**Your task:** Give back exactly the lines of the entries below from the line with "Return the outline of every instance of the **open" to the line with "query (the noun phrase to segment): **tilted", inclusive, and only those.

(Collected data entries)
=======

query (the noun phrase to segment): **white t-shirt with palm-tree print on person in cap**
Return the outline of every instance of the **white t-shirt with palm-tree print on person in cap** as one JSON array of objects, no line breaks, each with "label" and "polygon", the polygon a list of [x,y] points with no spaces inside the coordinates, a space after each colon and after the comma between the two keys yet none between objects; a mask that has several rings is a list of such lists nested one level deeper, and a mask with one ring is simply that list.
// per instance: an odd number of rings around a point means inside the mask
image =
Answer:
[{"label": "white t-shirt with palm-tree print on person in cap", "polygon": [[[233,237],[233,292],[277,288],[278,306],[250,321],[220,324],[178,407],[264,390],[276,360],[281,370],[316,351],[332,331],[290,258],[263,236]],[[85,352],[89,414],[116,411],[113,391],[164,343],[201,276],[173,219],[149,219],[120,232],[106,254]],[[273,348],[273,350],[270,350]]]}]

=======

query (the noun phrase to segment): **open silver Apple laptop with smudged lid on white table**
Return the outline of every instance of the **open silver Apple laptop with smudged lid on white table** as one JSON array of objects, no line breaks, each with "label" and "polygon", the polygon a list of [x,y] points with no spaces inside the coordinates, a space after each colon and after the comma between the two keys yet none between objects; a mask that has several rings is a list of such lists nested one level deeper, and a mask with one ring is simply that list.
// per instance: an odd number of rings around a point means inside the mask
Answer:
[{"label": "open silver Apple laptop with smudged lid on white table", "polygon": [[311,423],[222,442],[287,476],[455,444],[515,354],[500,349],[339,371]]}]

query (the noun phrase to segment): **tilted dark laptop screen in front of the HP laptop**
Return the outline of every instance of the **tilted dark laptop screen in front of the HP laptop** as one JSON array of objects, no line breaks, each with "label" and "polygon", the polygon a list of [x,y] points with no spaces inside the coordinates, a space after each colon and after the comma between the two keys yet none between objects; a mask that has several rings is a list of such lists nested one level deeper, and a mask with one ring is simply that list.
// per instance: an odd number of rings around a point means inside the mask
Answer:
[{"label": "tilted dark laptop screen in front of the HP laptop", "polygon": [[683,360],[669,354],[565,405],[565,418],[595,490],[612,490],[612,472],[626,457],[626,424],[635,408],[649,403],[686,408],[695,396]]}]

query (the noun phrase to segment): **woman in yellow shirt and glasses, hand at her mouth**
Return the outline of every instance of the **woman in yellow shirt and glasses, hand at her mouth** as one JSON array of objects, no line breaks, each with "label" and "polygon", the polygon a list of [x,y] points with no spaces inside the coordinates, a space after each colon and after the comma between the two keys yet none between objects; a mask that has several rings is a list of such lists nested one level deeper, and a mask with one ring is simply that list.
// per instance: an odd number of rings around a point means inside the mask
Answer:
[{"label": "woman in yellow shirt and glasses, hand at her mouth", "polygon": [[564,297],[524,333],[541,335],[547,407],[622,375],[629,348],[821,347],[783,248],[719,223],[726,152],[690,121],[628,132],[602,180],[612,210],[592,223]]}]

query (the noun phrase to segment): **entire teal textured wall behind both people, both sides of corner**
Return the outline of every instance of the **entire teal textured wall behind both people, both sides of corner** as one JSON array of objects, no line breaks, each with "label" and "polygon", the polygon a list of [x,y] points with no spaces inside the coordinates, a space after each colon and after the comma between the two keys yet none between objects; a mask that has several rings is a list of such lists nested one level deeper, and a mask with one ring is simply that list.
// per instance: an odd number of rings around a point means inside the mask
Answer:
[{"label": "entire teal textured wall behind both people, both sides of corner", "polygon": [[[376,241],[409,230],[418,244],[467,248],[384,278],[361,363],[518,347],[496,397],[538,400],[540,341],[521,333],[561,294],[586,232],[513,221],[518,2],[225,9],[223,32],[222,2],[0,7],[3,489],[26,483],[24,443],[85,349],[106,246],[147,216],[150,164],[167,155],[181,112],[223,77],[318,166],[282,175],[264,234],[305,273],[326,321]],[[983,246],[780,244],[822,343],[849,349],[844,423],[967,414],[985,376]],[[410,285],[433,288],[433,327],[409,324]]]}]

=======

**Solution to this task:**
Return the outline of every instance of the **open silver Apple laptop with smudged lid on white table** as one JSON array of objects, no line breaks, each with "label" and "polygon", the polygon a list of [x,y] points with no spaces inside the coordinates, a space after each colon and after the comma between the two keys yet none between objects; a mask that has several rings is a list of such lists nested one level deeper, and a mask with one ring is simply that list.
// per instance: an odd number of rings around a point means inside the mask
Answer:
[{"label": "open silver Apple laptop with smudged lid on white table", "polygon": [[311,423],[222,442],[287,476],[455,444],[515,354],[500,349],[339,371]]}]

query (the noun phrase to segment): **tilted dark laptop screen in front of the HP laptop**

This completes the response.